● **Given passage**:
◇ ◇ ◇ ◇ ◇ ◇ ◇

DeLay's Politico column on "failures" of the Democratic Congress rife with falsehoods
In his July 23 Politico column, former House Majority Leader Tom DeLay (R-TX) wrote that "the defining characteristic of the new Democrat [sic] majority in Congress has been failure." DeLay claimed that the "collapse of the immigration bill is a perfect case study in the legislative idiocy that is right now posing as leadership in the Democratic Party," adding: "The Democrats wrote the immigration bill like it was 1977, when they commanded huge majorities -- behind closed doors, details kept even from their own caucus, as if confident their ideological pals at the networks and major newspapers would keep the story from the American people." At no point, however, did DeLay acknowledge that the immigration bill was actually written by a bipartisan group of Republican and Democratic senators, as well as Homeland Security Secretary Michael Chertoff and Commerce Secretary Carlos Gutierrez.
Additionally, DeLay attacked House Speaker Nancy Pelosi (D-CA) for "propos[ing] one earmark that would have funneled federal dollars into a San Francisco neighborhood where her family owns four homes." In fact, as Media Matters for America noted, the earmark was reportedly requested by the Port of San Francisco to improve the city's waterfront district, and the Republican Study Committee -- which first highlighted the earmark request -- acknowledged on its blog that the four buildings owned by Pelosi and her husband were all between one and two miles away from where the improvement project would take place.

◇ ◇ ◇ ◇ ◇ ◇ ◇

● **Problem statement**: Please carry the piece on DeLay's Politico column forward, picking up right after its final sentence.

● **Provided data**:
◇ ◇ ◇ ◇ ◇ ◇ ◇

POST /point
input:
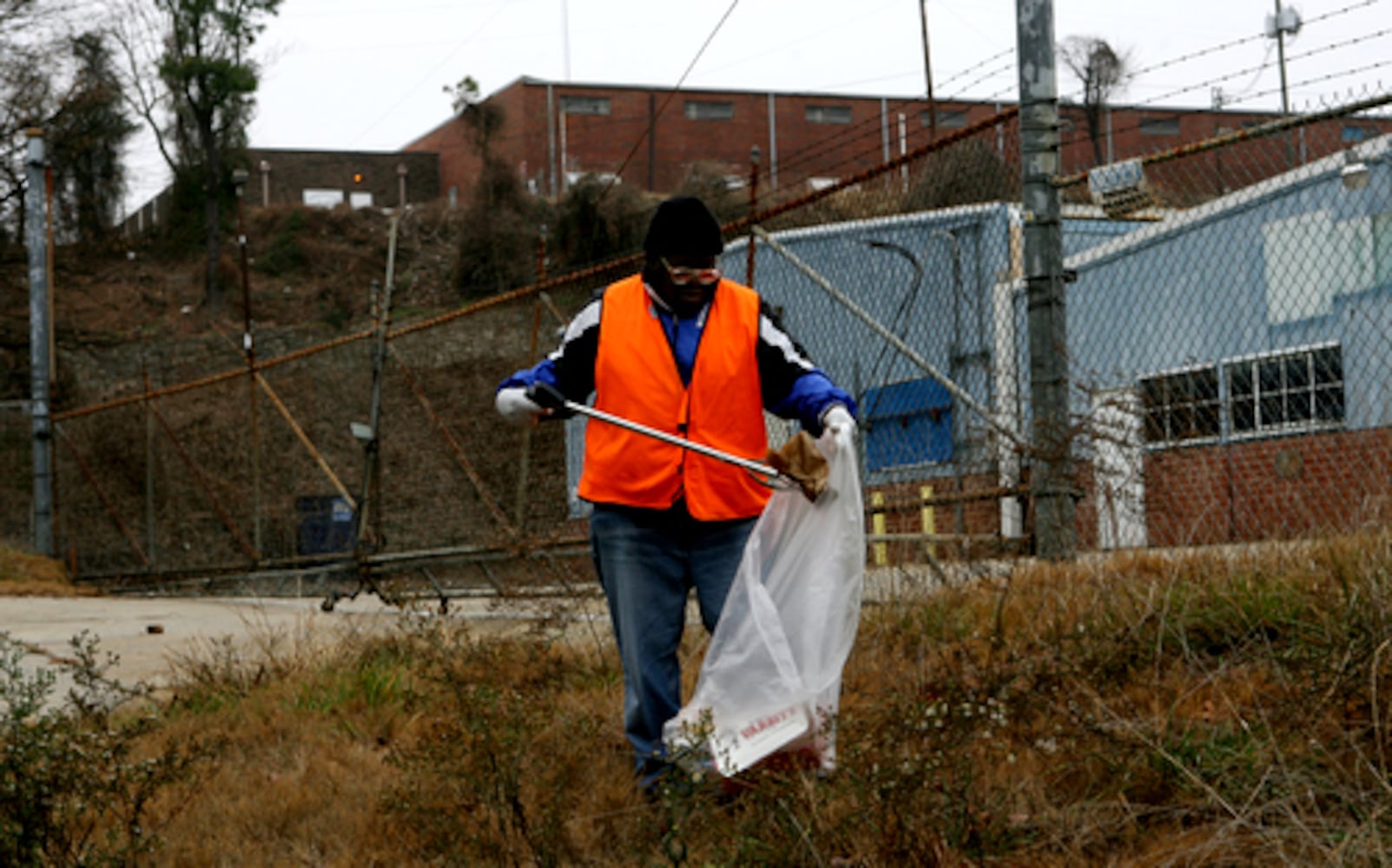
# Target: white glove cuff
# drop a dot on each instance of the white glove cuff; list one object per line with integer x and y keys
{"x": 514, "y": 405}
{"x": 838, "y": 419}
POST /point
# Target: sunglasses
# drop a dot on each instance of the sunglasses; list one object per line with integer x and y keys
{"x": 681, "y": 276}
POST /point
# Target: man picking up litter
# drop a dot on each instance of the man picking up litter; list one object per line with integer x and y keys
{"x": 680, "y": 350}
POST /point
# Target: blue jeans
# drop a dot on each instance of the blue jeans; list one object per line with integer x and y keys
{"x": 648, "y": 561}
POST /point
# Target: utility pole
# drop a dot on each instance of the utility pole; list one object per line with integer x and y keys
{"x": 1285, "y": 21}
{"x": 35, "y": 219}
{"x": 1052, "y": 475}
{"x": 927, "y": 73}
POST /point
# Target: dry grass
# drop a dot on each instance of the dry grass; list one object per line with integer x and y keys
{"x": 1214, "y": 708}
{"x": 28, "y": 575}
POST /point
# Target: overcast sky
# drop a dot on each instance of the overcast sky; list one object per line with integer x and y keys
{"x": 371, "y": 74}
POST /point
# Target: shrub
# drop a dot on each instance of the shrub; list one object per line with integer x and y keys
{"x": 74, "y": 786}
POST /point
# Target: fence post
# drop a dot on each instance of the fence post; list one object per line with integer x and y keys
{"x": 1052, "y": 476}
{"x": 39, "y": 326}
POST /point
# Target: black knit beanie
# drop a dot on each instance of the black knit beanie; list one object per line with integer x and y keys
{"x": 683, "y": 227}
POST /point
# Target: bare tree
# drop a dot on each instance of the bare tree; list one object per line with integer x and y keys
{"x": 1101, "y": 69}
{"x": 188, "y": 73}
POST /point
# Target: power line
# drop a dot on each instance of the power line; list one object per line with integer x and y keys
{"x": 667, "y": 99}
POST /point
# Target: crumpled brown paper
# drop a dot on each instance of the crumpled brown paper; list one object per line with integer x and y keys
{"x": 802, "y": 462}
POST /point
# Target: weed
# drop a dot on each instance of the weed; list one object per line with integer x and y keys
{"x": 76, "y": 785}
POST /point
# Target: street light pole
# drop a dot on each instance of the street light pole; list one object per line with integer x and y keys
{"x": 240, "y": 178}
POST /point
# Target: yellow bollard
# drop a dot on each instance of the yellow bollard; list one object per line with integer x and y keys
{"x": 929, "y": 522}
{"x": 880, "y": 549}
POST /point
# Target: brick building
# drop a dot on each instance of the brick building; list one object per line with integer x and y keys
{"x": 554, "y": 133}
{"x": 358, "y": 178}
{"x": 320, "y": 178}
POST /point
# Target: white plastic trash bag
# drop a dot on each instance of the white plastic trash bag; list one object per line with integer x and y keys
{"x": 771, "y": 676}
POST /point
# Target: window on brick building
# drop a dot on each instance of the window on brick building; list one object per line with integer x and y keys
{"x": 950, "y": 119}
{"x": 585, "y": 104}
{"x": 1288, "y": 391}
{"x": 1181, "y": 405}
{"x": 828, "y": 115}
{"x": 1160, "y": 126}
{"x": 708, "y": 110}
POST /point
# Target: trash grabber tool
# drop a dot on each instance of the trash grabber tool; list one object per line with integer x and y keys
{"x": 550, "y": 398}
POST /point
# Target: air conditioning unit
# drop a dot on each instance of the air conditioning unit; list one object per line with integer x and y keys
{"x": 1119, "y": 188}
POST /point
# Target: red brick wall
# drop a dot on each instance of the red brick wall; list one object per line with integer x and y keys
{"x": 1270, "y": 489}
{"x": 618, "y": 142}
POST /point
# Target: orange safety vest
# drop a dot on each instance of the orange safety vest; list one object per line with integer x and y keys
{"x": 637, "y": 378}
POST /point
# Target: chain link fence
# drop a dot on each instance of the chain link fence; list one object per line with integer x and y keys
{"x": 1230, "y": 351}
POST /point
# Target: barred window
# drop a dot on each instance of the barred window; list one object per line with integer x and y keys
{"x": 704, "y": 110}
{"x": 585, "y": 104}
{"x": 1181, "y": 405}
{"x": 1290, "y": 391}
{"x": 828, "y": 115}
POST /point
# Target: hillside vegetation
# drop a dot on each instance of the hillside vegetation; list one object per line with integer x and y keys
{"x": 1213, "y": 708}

◇ ◇ ◇ ◇ ◇ ◇ ◇

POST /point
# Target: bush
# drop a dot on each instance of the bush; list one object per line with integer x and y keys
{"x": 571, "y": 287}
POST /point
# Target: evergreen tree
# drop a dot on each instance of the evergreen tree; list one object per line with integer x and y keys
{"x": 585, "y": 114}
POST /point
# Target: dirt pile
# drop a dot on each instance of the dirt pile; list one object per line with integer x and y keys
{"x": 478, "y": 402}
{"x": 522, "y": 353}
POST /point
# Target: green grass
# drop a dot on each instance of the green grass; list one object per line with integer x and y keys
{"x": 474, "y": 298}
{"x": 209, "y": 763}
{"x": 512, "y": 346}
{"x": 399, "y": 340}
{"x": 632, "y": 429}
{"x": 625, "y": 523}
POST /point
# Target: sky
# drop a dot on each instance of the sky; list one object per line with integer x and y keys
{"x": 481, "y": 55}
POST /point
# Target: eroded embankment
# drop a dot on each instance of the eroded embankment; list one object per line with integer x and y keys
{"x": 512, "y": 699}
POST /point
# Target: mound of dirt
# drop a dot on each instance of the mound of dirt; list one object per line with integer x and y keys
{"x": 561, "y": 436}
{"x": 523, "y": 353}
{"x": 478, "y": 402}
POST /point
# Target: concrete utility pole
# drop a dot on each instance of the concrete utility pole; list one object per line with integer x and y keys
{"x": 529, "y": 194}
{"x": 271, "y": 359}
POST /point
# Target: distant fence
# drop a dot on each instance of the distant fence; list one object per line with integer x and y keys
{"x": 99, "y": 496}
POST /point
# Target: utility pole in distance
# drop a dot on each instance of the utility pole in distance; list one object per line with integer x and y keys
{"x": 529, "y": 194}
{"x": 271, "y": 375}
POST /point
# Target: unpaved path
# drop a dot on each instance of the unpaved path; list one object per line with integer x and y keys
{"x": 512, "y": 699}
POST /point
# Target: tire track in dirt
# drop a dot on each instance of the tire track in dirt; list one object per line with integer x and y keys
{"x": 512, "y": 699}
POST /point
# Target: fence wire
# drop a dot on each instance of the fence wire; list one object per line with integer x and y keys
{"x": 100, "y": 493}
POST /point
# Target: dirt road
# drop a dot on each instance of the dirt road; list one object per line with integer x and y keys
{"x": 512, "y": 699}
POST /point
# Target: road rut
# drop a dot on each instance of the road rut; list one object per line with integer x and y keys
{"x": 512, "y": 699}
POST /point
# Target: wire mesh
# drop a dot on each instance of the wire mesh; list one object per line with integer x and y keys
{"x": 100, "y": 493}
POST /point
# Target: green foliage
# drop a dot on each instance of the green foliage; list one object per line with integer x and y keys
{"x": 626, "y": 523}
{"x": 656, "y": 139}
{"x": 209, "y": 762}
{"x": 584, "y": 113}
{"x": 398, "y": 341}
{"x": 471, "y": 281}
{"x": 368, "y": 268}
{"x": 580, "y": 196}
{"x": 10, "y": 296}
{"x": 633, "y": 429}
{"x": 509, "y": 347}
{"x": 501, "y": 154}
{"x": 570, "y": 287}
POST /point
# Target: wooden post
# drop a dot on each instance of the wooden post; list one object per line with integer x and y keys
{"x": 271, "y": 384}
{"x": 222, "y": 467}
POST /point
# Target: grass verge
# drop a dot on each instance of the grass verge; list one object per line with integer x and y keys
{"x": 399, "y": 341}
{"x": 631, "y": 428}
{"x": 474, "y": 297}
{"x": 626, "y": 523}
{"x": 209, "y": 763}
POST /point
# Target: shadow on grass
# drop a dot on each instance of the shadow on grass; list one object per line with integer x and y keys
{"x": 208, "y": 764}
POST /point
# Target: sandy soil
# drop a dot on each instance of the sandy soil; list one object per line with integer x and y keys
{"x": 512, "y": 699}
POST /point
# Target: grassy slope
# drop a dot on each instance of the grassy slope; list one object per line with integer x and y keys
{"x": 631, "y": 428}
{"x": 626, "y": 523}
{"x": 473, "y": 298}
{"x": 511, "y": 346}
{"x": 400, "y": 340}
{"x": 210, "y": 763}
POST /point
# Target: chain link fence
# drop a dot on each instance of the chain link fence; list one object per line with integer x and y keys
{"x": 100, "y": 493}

◇ ◇ ◇ ◇ ◇ ◇ ◇

● **Written response**:
The Politico regularly publishes columns authored by DeLay, who is currently under indictment in Texas on money laundering charges relating to a campaign finance probe -- charges that led to his resignation as House majority leader in 2005. Despite the fact that DeLay used its pages to baselessly accuse another lawmaker -- Pelosi -- of corruption, The Politico has made no mention that he himself faces charges of corruption in any of his columns or in at least two articles that mentioned him. DeLay was also charged with conspiracy to violate Texas election code, though a state district judge threw out that charge in December 2005. On June 27, the Texas Court of Criminal Appeals ruled against reinstating the charge, according to the Associated Press.
In his July 23 column, DeLay wrote:
Six months on, the defining characteristic of the new Democrat [sic] majority in Congress has been failure: failure to lead, failure to communicate, failure to organize, failure to deliver. It's normal for a caucus long out of power to have some tough sledding when relearning how to run the place, but this crowd is taking incompetence to a new level. Forget about the Gang That Couldn't Shoot Straight, House Speaker Nancy Pelosi (Calif.) and Senate Majority Leader Harry Reid (Nev.) right now are riding at the head of the Gang That Can't Even Shoot.
The collapse of the immigration bill is a perfect case study in the legislative idiocy that is right now posing as leadership in the Democratic Party. The Democrats wrote the immigration bill like it was 1977, when they commanded huge majorities -- behind closed doors, details kept even from their own caucus, as if confident their ideological pals at the networks and major newspapers would keep the story from the American people. Speaker Pelosi and Majority Leader Reid simply do not understand that you can't manage Congress in a vacuum of closed-door meetings and party discipline. The idea that a handful of senators could get together in secret, write a 1,000-page bill opposed by 70 percent of the American people, come down off Mount Sinai and demand a supermajority of support with less than 48 hours' lead time is even stupider than it sounds. Pelosi's and Reid's careers are far from over, but I think it's fair to say that Sam Rayburn and Lyndon Johnson they ain't.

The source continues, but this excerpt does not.